What's for dinner?

Started by Homegrown Tomatoes, October 17, 2007, 04:08:34 PM

Previous topic - Next topic

0 Members and 1 Guest are viewing this topic.

rick91351

John very interested in this.  Or this type of preserving.  Please excuse my lack of experience.  What is a turn?  Does your mother recommend any books or publications for this.  Does it ferment better this time of the year rather latter like early fall.  How do you know when it is finished.  When you put it up do you just do a regular old boiling water bath?
     
Proverbs 24:3-5 Through wisdom is an house builded; an by understanding it is established.  4 And by knowledge shall the chambers be filled with all precious and pleasant riches.  5 A wise man is strong; yea, a man of knowledge increaseth strength.

Redoverfarm

#1676
Quote from: rick91351 on August 09, 2014, 02:09:01 PM
John very interested in this.  Or this type of preserving.  Please excuse my lack of experience.  What is a turn?  Does your mother recommend any books or publications for this.  Does it ferment better this time of the year rather latter like early fall.  How do you know when it is finished.  When you put it up do you just do a regular old boiling water bath?

------------------------------------------------------------------------

* Stated problem *
Could you carry the "What's for dinner?" forum thread on fermenting and preserving further, picking up right after its last post? None of the records is needed here.

* Dataset *

------------------------------------------------------------------------

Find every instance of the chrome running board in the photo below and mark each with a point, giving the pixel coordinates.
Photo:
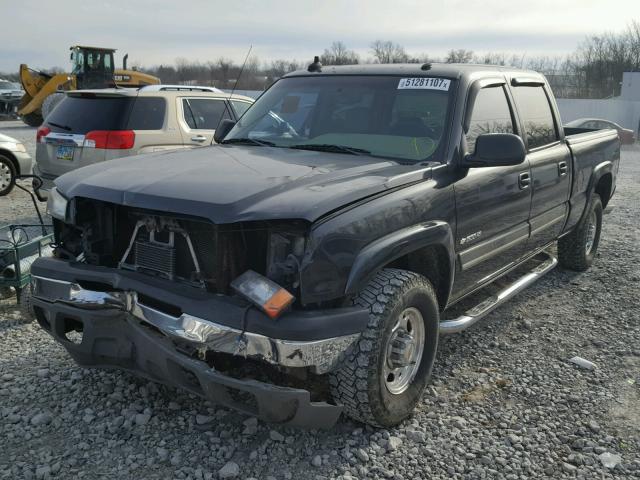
(485, 307)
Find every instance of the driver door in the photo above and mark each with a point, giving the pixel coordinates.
(492, 203)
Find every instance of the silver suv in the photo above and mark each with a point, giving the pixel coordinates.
(90, 126)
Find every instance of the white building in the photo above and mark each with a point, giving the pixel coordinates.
(623, 110)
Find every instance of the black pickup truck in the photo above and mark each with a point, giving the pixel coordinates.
(307, 264)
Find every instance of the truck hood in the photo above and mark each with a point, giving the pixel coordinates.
(229, 184)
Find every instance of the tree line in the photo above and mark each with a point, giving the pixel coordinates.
(593, 70)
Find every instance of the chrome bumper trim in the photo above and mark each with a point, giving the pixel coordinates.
(481, 310)
(321, 355)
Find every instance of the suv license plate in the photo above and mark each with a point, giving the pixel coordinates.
(65, 152)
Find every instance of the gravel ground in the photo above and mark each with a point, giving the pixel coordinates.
(505, 401)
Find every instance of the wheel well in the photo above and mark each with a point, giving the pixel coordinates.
(603, 188)
(13, 160)
(433, 263)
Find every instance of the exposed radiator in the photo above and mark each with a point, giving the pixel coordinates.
(157, 258)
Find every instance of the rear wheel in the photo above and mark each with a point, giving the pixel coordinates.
(383, 376)
(32, 119)
(7, 175)
(577, 250)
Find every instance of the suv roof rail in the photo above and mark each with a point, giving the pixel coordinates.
(184, 88)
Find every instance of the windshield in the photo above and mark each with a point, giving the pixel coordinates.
(389, 116)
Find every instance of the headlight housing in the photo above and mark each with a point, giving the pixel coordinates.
(57, 205)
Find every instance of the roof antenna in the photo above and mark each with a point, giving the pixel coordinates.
(316, 66)
(241, 70)
(235, 85)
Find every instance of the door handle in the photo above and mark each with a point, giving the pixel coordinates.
(563, 169)
(524, 180)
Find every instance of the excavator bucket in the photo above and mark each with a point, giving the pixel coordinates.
(38, 86)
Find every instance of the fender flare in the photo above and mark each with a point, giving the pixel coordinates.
(397, 244)
(598, 172)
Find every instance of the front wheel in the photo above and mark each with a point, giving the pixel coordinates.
(383, 376)
(577, 250)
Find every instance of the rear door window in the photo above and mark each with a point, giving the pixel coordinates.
(533, 106)
(204, 113)
(83, 114)
(491, 114)
(147, 114)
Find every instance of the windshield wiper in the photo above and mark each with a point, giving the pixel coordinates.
(325, 147)
(249, 141)
(64, 127)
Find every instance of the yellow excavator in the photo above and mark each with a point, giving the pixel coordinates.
(92, 67)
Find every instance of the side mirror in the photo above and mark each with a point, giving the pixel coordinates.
(496, 150)
(224, 127)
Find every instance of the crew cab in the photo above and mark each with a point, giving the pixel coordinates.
(91, 126)
(329, 238)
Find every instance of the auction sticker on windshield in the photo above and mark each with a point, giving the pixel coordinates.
(427, 83)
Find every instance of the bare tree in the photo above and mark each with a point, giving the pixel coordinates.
(339, 54)
(459, 56)
(388, 52)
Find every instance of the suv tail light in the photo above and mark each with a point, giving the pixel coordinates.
(41, 133)
(110, 139)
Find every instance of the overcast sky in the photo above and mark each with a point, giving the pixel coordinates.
(159, 31)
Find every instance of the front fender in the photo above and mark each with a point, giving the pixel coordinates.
(396, 245)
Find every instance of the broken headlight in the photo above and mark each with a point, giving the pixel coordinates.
(284, 256)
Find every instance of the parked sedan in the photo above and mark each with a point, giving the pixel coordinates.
(626, 136)
(14, 161)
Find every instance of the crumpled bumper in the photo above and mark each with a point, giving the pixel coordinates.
(120, 331)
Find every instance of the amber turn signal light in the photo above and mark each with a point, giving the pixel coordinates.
(267, 295)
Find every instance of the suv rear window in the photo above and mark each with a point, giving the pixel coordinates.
(147, 114)
(84, 114)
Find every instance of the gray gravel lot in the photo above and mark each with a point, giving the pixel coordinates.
(505, 402)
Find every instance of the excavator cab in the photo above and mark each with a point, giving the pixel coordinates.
(92, 66)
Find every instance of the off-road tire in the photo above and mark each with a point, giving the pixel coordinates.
(572, 248)
(357, 383)
(50, 103)
(32, 119)
(25, 299)
(7, 163)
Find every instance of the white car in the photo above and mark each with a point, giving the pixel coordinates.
(91, 126)
(14, 161)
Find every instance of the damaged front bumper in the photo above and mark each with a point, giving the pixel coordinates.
(120, 330)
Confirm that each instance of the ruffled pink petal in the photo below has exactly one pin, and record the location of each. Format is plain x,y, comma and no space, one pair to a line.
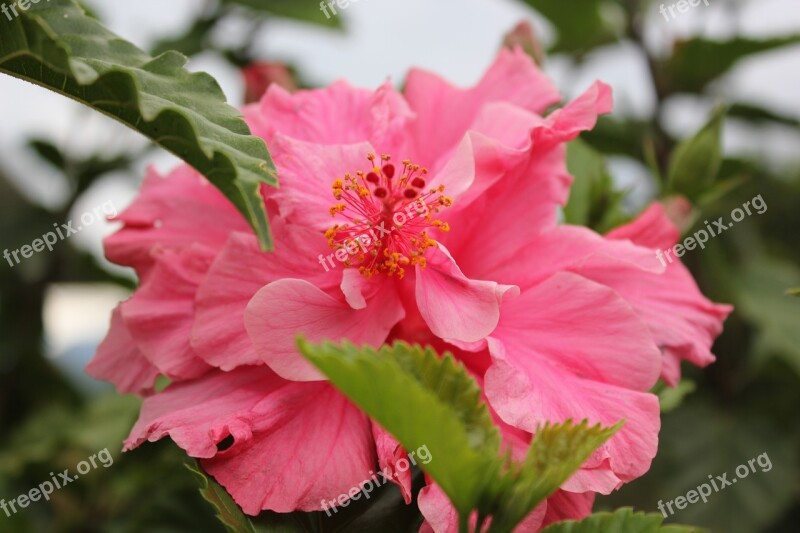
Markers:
597,375
307,171
513,78
390,451
219,336
160,314
338,114
172,212
119,361
501,215
455,307
607,341
294,444
682,320
288,308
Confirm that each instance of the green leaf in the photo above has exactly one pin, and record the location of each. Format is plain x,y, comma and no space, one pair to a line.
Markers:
596,23
593,202
623,520
428,401
696,161
228,512
409,391
302,10
57,46
761,298
697,62
758,114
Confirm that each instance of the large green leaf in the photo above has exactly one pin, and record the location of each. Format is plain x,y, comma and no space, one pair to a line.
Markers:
425,400
762,299
697,62
596,23
227,511
623,520
57,46
696,161
303,10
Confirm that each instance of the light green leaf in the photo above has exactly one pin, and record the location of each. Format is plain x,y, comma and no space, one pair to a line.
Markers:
425,400
555,453
697,160
228,512
593,202
411,392
623,520
57,46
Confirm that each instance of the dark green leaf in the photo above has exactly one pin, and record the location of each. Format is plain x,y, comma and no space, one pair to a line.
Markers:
696,161
593,202
227,511
623,520
697,62
56,45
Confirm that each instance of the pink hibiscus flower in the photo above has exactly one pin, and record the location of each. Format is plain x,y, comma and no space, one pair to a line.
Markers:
428,216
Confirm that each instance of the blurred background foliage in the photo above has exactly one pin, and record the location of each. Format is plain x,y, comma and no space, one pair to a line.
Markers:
744,405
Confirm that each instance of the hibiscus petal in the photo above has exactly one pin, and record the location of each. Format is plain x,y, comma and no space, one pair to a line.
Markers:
307,171
566,247
284,309
455,307
294,444
513,78
119,361
172,212
683,321
526,400
219,336
501,215
160,314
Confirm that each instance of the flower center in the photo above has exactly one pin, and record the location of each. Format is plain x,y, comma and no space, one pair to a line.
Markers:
388,215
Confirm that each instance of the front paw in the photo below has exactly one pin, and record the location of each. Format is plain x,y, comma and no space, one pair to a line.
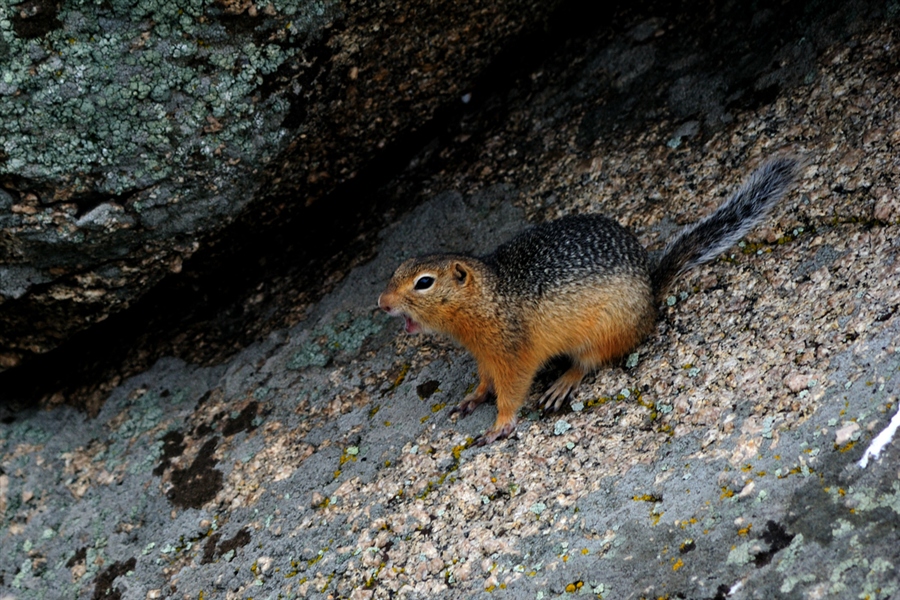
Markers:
496,433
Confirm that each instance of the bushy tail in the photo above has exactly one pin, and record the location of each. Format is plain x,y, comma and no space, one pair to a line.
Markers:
712,235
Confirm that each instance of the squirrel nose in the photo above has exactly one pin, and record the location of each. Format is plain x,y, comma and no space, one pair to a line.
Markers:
382,304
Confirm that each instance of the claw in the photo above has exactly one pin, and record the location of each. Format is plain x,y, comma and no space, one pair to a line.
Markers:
553,398
556,394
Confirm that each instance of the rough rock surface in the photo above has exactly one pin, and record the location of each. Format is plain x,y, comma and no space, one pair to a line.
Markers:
132,133
719,462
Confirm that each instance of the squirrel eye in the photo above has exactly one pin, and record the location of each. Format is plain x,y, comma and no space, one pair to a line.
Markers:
424,282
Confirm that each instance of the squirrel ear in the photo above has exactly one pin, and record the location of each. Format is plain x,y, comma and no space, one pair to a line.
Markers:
460,273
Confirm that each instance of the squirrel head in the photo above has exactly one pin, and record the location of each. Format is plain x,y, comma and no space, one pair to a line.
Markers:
430,292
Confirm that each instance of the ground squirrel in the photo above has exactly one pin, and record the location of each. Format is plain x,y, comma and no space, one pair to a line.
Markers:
581,286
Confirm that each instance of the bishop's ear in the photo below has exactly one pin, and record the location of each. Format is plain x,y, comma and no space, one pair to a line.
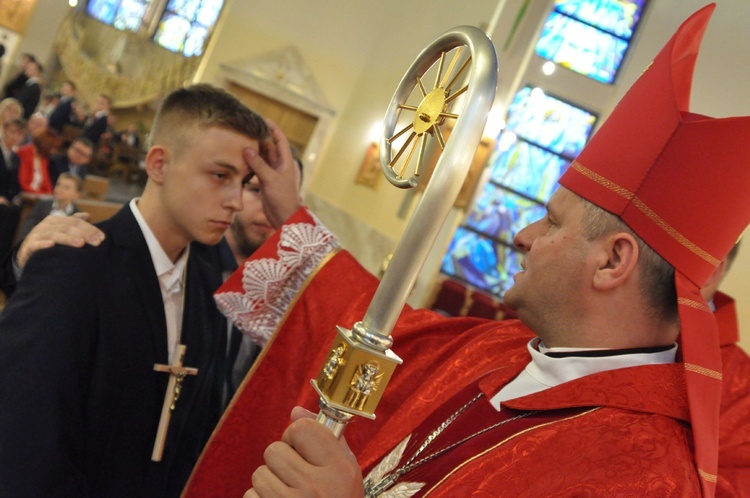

------------------------------------------------------------------------

* Exercise output *
Rick "turn" is just an expression which refers to canning process of one variety at one time or everything that is processed will be canned at once.  Books I don't think she has ever used any.  Most of which she does is just what she has learned or been passed down for her life of 81 years.  It does ferment better in certain conditions.  Cool dry locations are the best and it is usually done when the cabbage is ready.  Seems that everything comes due about the same time so it's a busy time of the year for those who can.  Corn, tomatoes, beans and the like.  There are a few steps I left out to just give an overview but if you are interested I can send you something from start to finish.  She has gotten modern in her later years with using a salad master to cut the kraut rather then the conventional kraut cutter tray.  And of course the bucket is a lot lighter and does the same job.  Every 3-4 days she would skim off the top water which rises and bubbles.  In about 14 days she would taste test it to see if it has the sour taste associated with kraut.  If not leave it a couple  more days and retaste it.  Then just can it up as you stated in canning jars.  She usually like to layer it in 2 head lifts meaning that you add two headed of sliced cabbage and 3-4 Tbs of salt.  Mix thoroughly and tamp it down in the bucket.  It serves several purposes.  Removes air space, tenderizes, and makes room for additional kraut.  Then repeat with another two head lift layer the same as the first.  Generally depending on the size head will dictate how many heads it takes to fill the bucket.  Do not fill over about 4/5 of the bucket allowing room for the liquid to rise without running over.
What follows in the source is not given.